I came across some shocking reviews on Amazon, then came across your thread. I was soooooo shocked to find out today that this whole hellish month is likely "thanks" to the Pregnacare supplement I am taking! I started taking it more regularly this month, and I noticed that my breasts were weirdly swollen and painful before and after ovulation, I had terrible migraines, felt dizzy, fatigued, and nauseous. I have been in sooooo much pain, hardly functioning, and generally so exhausted that I am stopping them immediately. Hopefully symptoms subside and I do not see any delay in my AF (the only welcome delay would be due to me being PG..:) Am on DPO7 now, and symptoms so far have not been normal for me, nor have they been due to me being PG immediately after ovulation! Did you all ladies recover soon after stopping this supplement?


----------



## tublet

I took pregnacare last year for about 6 months and then my periods stopped for 2 months (never bad this before!) After a month of not taking it they came back. I will never know if it was pregnacare but I have never taken it again and I have never had this problem come back!

_PROVIDED MATERIAL_

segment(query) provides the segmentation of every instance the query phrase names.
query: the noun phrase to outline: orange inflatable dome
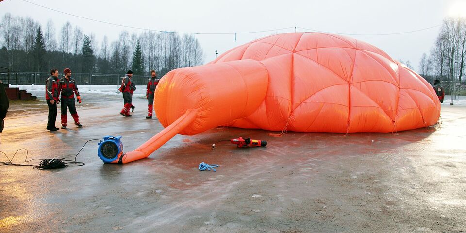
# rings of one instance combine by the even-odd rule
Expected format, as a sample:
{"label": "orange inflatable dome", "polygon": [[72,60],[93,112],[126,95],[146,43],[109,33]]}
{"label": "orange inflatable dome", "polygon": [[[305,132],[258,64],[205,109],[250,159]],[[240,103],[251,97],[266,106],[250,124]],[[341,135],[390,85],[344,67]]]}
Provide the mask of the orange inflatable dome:
{"label": "orange inflatable dome", "polygon": [[172,70],[155,99],[166,129],[130,152],[139,158],[177,133],[220,125],[388,133],[434,124],[440,112],[433,89],[415,72],[367,43],[323,33],[274,35]]}

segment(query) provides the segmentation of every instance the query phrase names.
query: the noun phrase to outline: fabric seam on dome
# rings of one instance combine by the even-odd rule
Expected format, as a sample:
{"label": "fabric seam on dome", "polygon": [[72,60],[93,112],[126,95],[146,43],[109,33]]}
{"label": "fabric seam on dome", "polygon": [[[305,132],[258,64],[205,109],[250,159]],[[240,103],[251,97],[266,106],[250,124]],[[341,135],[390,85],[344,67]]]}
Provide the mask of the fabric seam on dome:
{"label": "fabric seam on dome", "polygon": [[246,50],[248,50],[248,49],[249,49],[250,46],[251,45],[252,45],[252,44],[254,44],[254,42],[252,42],[252,43],[250,43],[250,44],[249,44],[249,45],[248,45],[248,46],[246,47],[246,49],[244,50],[244,51],[243,51],[243,54],[241,54],[241,58],[240,58],[240,59],[238,59],[238,60],[235,60],[235,61],[239,61],[239,60],[243,60],[243,57],[244,57],[244,53],[246,52]]}
{"label": "fabric seam on dome", "polygon": [[[313,94],[312,95],[311,95],[310,96],[306,97],[306,99],[305,99],[301,101],[300,103],[299,104],[298,104],[298,105],[296,106],[296,107],[295,107],[295,108],[293,108],[293,109],[292,109],[292,110],[291,110],[291,112],[290,112],[290,116],[291,116],[291,114],[293,113],[293,112],[295,110],[296,110],[297,108],[298,108],[298,107],[299,107],[300,105],[302,103],[303,103],[303,102],[305,102],[306,100],[307,100],[308,99],[310,98],[311,97],[312,97],[312,96],[314,96],[314,95],[315,95],[315,94],[317,94],[317,93],[319,93],[319,92],[321,92],[321,91],[323,91],[323,90],[325,90],[325,89],[327,89],[327,88],[329,88],[329,87],[333,87],[333,86],[338,86],[338,85],[347,85],[347,84],[346,84],[346,83],[345,83],[345,84],[333,84],[333,85],[330,85],[330,86],[327,86],[327,87],[324,87],[323,88],[322,88],[322,89],[321,89],[320,90],[319,90],[318,91],[316,91],[316,92],[314,92],[314,94]],[[317,103],[323,103],[323,102],[317,102]],[[330,104],[330,103],[329,103],[329,104]],[[339,104],[339,105],[343,105],[343,106],[345,106],[345,107],[346,107],[346,105],[343,105],[343,104],[339,104],[339,103],[334,103],[334,104]],[[291,106],[293,107],[293,102],[291,102]]]}
{"label": "fabric seam on dome", "polygon": [[[397,82],[397,80],[393,77],[393,76],[392,75],[392,74],[390,73],[390,71],[388,70],[388,69],[387,69],[386,67],[385,67],[383,66],[383,65],[382,63],[380,63],[380,62],[379,62],[379,61],[377,61],[377,59],[376,59],[375,58],[372,57],[372,56],[370,55],[370,53],[370,53],[370,52],[370,52],[370,51],[364,51],[364,50],[361,50],[361,52],[363,52],[363,53],[364,53],[368,57],[371,58],[372,60],[373,60],[374,61],[375,61],[375,62],[377,62],[377,63],[378,63],[379,64],[380,64],[381,66],[382,66],[382,67],[383,67],[383,68],[385,69],[385,70],[386,70],[386,71],[388,72],[388,74],[390,75],[390,78],[391,78],[393,80],[393,81],[395,82],[395,83],[397,83],[397,85],[399,85],[399,83],[398,82]],[[379,55],[380,55],[380,54],[379,54]],[[398,87],[399,88],[399,86],[397,86],[397,87]]]}
{"label": "fabric seam on dome", "polygon": [[[381,81],[381,80],[367,80],[367,81]],[[358,82],[357,82],[357,83],[363,83],[363,82],[366,82],[366,81]],[[383,82],[386,82],[386,83],[389,83],[393,85],[393,83],[388,83],[388,82],[386,82],[386,81],[383,81]],[[351,83],[351,84],[354,84],[354,83]],[[388,117],[388,118],[391,119],[392,120],[393,120],[393,118],[392,118],[392,117],[390,117],[390,116],[388,116],[388,114],[387,114],[387,113],[385,112],[385,111],[387,111],[387,110],[388,110],[387,109],[385,109],[383,108],[382,106],[380,106],[380,105],[379,105],[379,103],[378,103],[375,100],[374,100],[373,99],[372,99],[372,98],[370,98],[370,97],[369,97],[369,96],[367,95],[367,94],[366,94],[366,93],[365,93],[365,92],[363,92],[363,91],[362,91],[361,89],[360,89],[359,88],[357,88],[357,87],[356,87],[356,86],[355,86],[354,88],[357,88],[358,90],[359,90],[359,92],[361,92],[361,94],[364,95],[365,96],[366,96],[366,97],[367,97],[367,99],[370,100],[372,100],[372,102],[373,102],[376,105],[378,106],[379,107],[379,108],[380,108],[382,110],[382,111],[383,112],[383,113],[384,113],[385,115],[387,116],[387,117]],[[396,115],[395,115],[395,116],[396,116]]]}
{"label": "fabric seam on dome", "polygon": [[[333,73],[334,74],[335,74],[335,75],[336,75],[337,76],[340,77],[340,78],[341,78],[341,79],[343,79],[343,81],[344,81],[345,83],[348,83],[348,80],[347,80],[346,79],[345,79],[344,78],[340,76],[340,75],[339,75],[338,74],[337,74],[337,73],[335,73],[334,71],[333,71],[333,70],[330,69],[329,68],[327,67],[326,67],[325,66],[324,66],[323,65],[321,64],[320,63],[319,63],[318,61],[316,61],[316,60],[314,60],[314,59],[313,59],[310,58],[309,58],[309,57],[306,57],[306,56],[304,56],[304,55],[300,54],[299,54],[299,53],[296,53],[296,52],[293,52],[293,54],[296,54],[299,55],[300,56],[301,56],[302,57],[307,58],[307,59],[308,59],[310,60],[311,61],[312,61],[313,62],[315,62],[315,63],[317,63],[317,65],[322,66],[322,67],[323,67],[324,68],[325,68],[325,69],[327,69],[327,70],[330,71],[330,72],[332,72],[332,73]],[[293,57],[293,61],[294,61],[294,57]],[[293,71],[294,71],[294,70],[293,69]]]}
{"label": "fabric seam on dome", "polygon": [[[266,68],[265,68],[265,66],[264,66],[264,64],[263,64],[262,63],[261,63],[260,62],[259,62],[259,61],[257,61],[257,62],[260,63],[262,65],[263,67],[264,68],[265,68],[266,70],[267,69]],[[236,72],[238,73],[238,74],[239,74],[239,76],[241,77],[241,80],[242,80],[242,81],[243,81],[243,83],[244,83],[244,85],[247,87],[248,87],[248,85],[246,84],[246,81],[244,81],[244,76],[243,75],[243,74],[242,74],[241,72],[240,72],[239,70],[238,70],[237,69],[236,69],[236,67],[233,67],[233,66],[231,65],[230,64],[228,64],[228,63],[224,63],[224,64],[225,65],[226,65],[228,66],[229,67],[231,67],[231,68],[233,68],[233,69],[234,69],[235,71],[236,71]],[[267,72],[267,76],[268,76],[268,72]],[[268,77],[267,77],[267,78],[268,78]],[[267,80],[268,80],[268,78],[267,78]],[[247,95],[247,96],[246,97],[246,100],[247,100],[249,101],[249,92],[246,92],[246,95]],[[247,104],[248,102],[247,102],[246,103]],[[246,106],[247,106],[247,104],[245,104],[245,105],[244,105],[244,108],[243,109],[243,111],[241,111],[241,115],[240,115],[240,116],[242,116],[243,114],[244,113],[244,111],[245,111],[246,110]]]}
{"label": "fabric seam on dome", "polygon": [[[185,74],[183,74],[183,73],[178,73],[178,72],[174,72],[174,73],[175,73],[175,74],[181,74],[181,75],[183,75],[183,76],[184,76],[184,77],[185,77],[186,78],[187,78],[188,79],[189,79],[190,81],[192,81],[192,79],[191,79],[191,78],[190,78],[190,77],[188,77],[187,75],[185,75]],[[194,82],[194,84],[196,85],[196,90],[198,91],[198,93],[199,93],[199,95],[200,96],[201,102],[202,103],[202,104],[201,104],[200,112],[202,112],[202,110],[203,110],[204,105],[204,97],[202,96],[202,92],[200,91],[200,89],[199,88],[199,86],[198,85],[198,83],[197,83],[196,82]],[[194,109],[193,109],[193,110],[194,110]],[[166,112],[167,112],[167,111],[166,111]],[[198,116],[199,116],[199,115],[198,115]],[[166,118],[167,118],[167,117],[166,117]],[[196,117],[196,119],[199,119],[199,118]],[[177,119],[178,119],[178,118],[175,119],[175,120],[176,120]]]}
{"label": "fabric seam on dome", "polygon": [[301,36],[300,36],[300,38],[298,39],[298,41],[296,42],[296,44],[295,44],[295,47],[293,48],[293,51],[292,51],[292,52],[295,52],[295,50],[296,50],[296,47],[298,46],[298,44],[299,44],[300,41],[301,41],[301,38],[302,38],[302,36],[304,35],[304,34],[305,33],[302,33],[301,34]]}
{"label": "fabric seam on dome", "polygon": [[[269,42],[264,42],[264,41],[256,41],[256,42],[254,42],[254,43],[264,43],[264,44],[268,44],[269,45],[275,45],[275,46],[278,46],[278,47],[280,47],[280,48],[281,48],[282,49],[283,49],[283,50],[287,50],[289,51],[290,51],[290,52],[293,52],[293,51],[292,51],[292,50],[288,50],[288,49],[286,49],[286,48],[284,48],[284,47],[283,47],[283,46],[280,46],[280,45],[276,45],[276,44],[272,44],[271,43],[269,43]],[[254,43],[252,43],[252,44],[254,44]]]}
{"label": "fabric seam on dome", "polygon": [[[358,41],[356,41],[356,45],[357,45]],[[344,50],[344,51],[346,51]],[[356,64],[356,58],[357,56],[358,50],[357,49],[354,49],[354,59],[353,59],[353,64],[351,67],[351,73],[350,75],[350,79],[348,80],[348,122],[347,123],[347,128],[346,128],[346,133],[348,133],[348,132],[350,131],[350,125],[351,124],[350,120],[350,114],[351,114],[351,81],[353,79],[353,73],[354,72],[354,65]],[[348,56],[350,56],[350,58],[351,58],[351,56],[350,54],[348,54]]]}
{"label": "fabric seam on dome", "polygon": [[[326,103],[322,103],[324,104],[325,104]],[[318,117],[319,115],[320,115],[320,113],[322,112],[322,109],[324,108],[324,104],[322,104],[322,106],[320,107],[320,108],[319,109],[319,112],[317,113],[317,115],[316,115],[316,117],[314,117],[314,119],[312,120],[312,122],[311,122],[311,124],[309,125],[309,126],[308,126],[307,128],[306,128],[305,130],[304,130],[304,132],[307,131],[307,130],[308,130],[309,128],[310,128],[311,126],[312,126],[312,125],[313,125],[313,124],[314,124],[314,122],[316,122],[316,120],[317,119],[317,117]]]}
{"label": "fabric seam on dome", "polygon": [[[343,41],[343,42],[344,42],[348,44],[350,46],[352,46],[352,45],[351,45],[351,44],[350,44],[350,43],[349,42],[348,42],[348,41],[345,41],[345,40],[343,40],[343,39],[342,39],[342,38],[341,38],[337,37],[336,36],[333,35],[332,34],[326,34],[326,33],[316,33],[316,34],[321,34],[321,35],[330,35],[330,36],[332,36],[332,37],[333,37],[333,38],[335,38],[335,39],[339,39],[339,40],[341,40],[341,41]],[[357,43],[357,40],[356,40],[356,43]]]}
{"label": "fabric seam on dome", "polygon": [[[423,92],[421,92],[421,93],[423,93]],[[421,111],[421,109],[420,109],[420,107],[419,107],[419,105],[417,104],[417,103],[416,102],[416,100],[414,100],[414,98],[413,98],[413,97],[411,96],[411,95],[409,94],[409,92],[407,92],[407,94],[408,94],[408,96],[409,96],[409,98],[411,98],[411,100],[413,100],[413,101],[414,102],[414,103],[415,103],[415,104],[416,105],[416,106],[417,107],[417,110],[419,110],[419,114],[420,114],[421,117],[422,117],[422,123],[423,123],[424,125],[426,125],[426,124],[427,124],[427,122],[426,122],[425,119],[424,119],[424,115],[422,115],[422,111]]]}

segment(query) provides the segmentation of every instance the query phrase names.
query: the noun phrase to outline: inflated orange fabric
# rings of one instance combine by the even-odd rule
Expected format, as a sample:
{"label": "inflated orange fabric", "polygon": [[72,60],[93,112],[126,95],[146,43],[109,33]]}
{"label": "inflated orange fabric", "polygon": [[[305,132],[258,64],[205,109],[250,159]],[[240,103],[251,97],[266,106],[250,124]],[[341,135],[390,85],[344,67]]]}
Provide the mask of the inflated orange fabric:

_TASK TO COMPLETE_
In the forum thread, for how long did tublet take Pregnacare?

_FINISHED EXERCISE_
About 6 months.